---------- Source material

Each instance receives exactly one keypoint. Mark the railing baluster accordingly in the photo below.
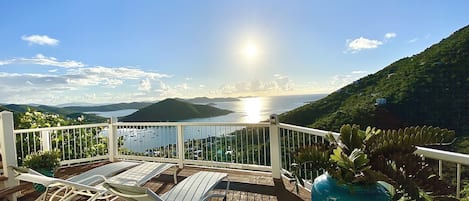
(458, 180)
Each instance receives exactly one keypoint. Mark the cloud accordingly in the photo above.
(390, 35)
(5, 62)
(341, 80)
(413, 40)
(359, 72)
(69, 84)
(42, 60)
(278, 84)
(358, 44)
(144, 85)
(40, 40)
(362, 43)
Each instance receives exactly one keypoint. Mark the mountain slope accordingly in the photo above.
(89, 118)
(430, 88)
(174, 110)
(110, 107)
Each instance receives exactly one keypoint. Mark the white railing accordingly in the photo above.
(79, 143)
(260, 147)
(232, 145)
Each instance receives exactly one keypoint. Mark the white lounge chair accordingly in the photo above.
(136, 175)
(85, 180)
(193, 188)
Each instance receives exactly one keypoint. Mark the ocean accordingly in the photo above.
(246, 110)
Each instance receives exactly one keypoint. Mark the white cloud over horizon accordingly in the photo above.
(278, 84)
(40, 40)
(40, 59)
(55, 86)
(362, 43)
(390, 35)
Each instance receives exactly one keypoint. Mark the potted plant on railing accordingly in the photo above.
(44, 162)
(373, 165)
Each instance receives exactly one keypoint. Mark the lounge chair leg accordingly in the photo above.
(175, 176)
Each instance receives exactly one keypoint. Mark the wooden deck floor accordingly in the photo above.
(244, 185)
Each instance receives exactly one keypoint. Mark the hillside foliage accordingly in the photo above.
(430, 88)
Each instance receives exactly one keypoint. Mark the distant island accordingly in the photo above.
(109, 107)
(210, 100)
(173, 110)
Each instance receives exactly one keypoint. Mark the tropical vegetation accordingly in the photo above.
(365, 157)
(429, 88)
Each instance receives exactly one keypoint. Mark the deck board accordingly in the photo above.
(244, 185)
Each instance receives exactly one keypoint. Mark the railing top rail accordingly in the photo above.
(262, 124)
(60, 128)
(437, 154)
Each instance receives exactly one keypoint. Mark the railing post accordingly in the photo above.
(112, 141)
(180, 146)
(45, 140)
(8, 150)
(275, 146)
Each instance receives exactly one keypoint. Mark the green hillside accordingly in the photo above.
(174, 110)
(430, 88)
(66, 113)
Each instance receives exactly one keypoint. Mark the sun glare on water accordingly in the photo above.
(250, 51)
(252, 108)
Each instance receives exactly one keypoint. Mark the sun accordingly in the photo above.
(250, 51)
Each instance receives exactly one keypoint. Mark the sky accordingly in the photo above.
(87, 51)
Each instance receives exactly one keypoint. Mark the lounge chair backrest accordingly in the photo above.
(195, 187)
(140, 174)
(132, 193)
(89, 177)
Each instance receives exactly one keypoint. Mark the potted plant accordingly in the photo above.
(44, 162)
(373, 165)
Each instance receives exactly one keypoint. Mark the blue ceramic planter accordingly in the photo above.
(325, 188)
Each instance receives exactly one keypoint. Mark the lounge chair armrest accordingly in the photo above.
(214, 195)
(92, 177)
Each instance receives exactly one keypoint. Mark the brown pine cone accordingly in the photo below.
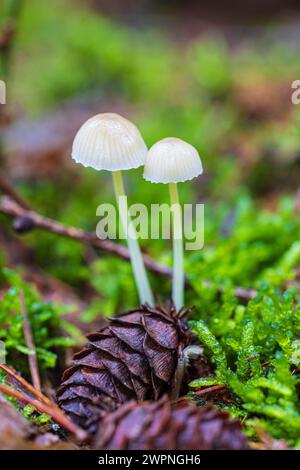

--------------------

*Your goal*
If a record holds a picture, leave the picture out and copy the rest exactly.

*Result*
Each instance receives exactly one keypoint. Mark the railing baluster accordingly in the photo below.
(458, 180)
Each instance receives exactly one keypoint. Mark the cloud accordingly in the photo above.
(390, 35)
(5, 62)
(341, 80)
(413, 40)
(359, 72)
(69, 84)
(42, 60)
(278, 84)
(358, 44)
(144, 85)
(40, 40)
(362, 43)
Each instance receives exactly one keypoint. Mark the mountain slope accordingly in the photo above.
(89, 118)
(430, 88)
(174, 110)
(110, 107)
Each instance receives exactly one keypoint. Mark the white railing accordingly in the photo above.
(79, 143)
(260, 147)
(232, 145)
Each instance receives exactly one keypoint. Mark the white lounge chair accordingly in the photo above.
(136, 175)
(85, 180)
(193, 188)
Each instance receives exactly one keypoint. Mark the ocean accordingly in the photo above.
(246, 110)
Each instance receives exactly one keypoint. Mark the white cloud over horizon accordingly in the photo above.
(278, 84)
(40, 40)
(40, 59)
(55, 86)
(362, 43)
(390, 35)
Each instance receives exactly one keypoint. Mark the potted plant on railing accordingly in the photo above.
(44, 162)
(373, 165)
Each instance receives exactly one keypoint. Mark the lounge chair leg accordingly in the photo above.
(175, 176)
Each instance receives exactly one keypoint. Mark the wooden deck floor accordingly in the photo above.
(244, 185)
Each instance receives exactly one keypoint. Mark the hillside foliage accordingly in the photo above.
(430, 88)
Each instance receives exactly one keypoint. Mark the distant island accordingly in the photo above.
(109, 107)
(210, 100)
(173, 110)
Each instance receives exactly one keypoint. Mark the tropical vegetation accordingly in the photo above.
(365, 157)
(429, 88)
Each instance receives exactly one keypoint. Mark the deck board accordingly in the photo above.
(244, 185)
Each instance receives exactly one keypoint. Mark the railing top rail accordingly in the photo above.
(262, 124)
(60, 128)
(437, 154)
Each instance receives exactly one keypoint. Mark the railing post accordingly in the photo above.
(112, 141)
(180, 146)
(45, 140)
(8, 150)
(275, 146)
Each instance receives exactly one keypoint. Mark the green hillside accordingly in the photo above.
(174, 110)
(430, 88)
(66, 113)
Each instance receives exactly one keypoint. Mark the sun glare on water accordingly in the photo above.
(250, 51)
(252, 108)
Each instance receives exactly one keypoint. Mark the sun accordingly in the photo above.
(250, 51)
Each instance receives exactly one keypoint. Mark the sky accordingly in the photo above.
(87, 51)
Each instance receives exactly one keypoint. Mark the lounge chair backrest accordingly in the photo above.
(195, 187)
(140, 174)
(132, 193)
(89, 177)
Each instance receives exactly one keypoint. Mark the potted plant accordingly in the photo above.
(44, 162)
(373, 165)
Each instance receives exactly one keypoint. Mark the blue ceramic planter accordingly in the photo above.
(325, 188)
Each instance receives exactly one keypoint. Mark the lounge chair armrest accordingly in the photo above.
(214, 195)
(92, 177)
Each instance receives exactly one keypoint. Mark the brown pine cone accordingly in the photo below.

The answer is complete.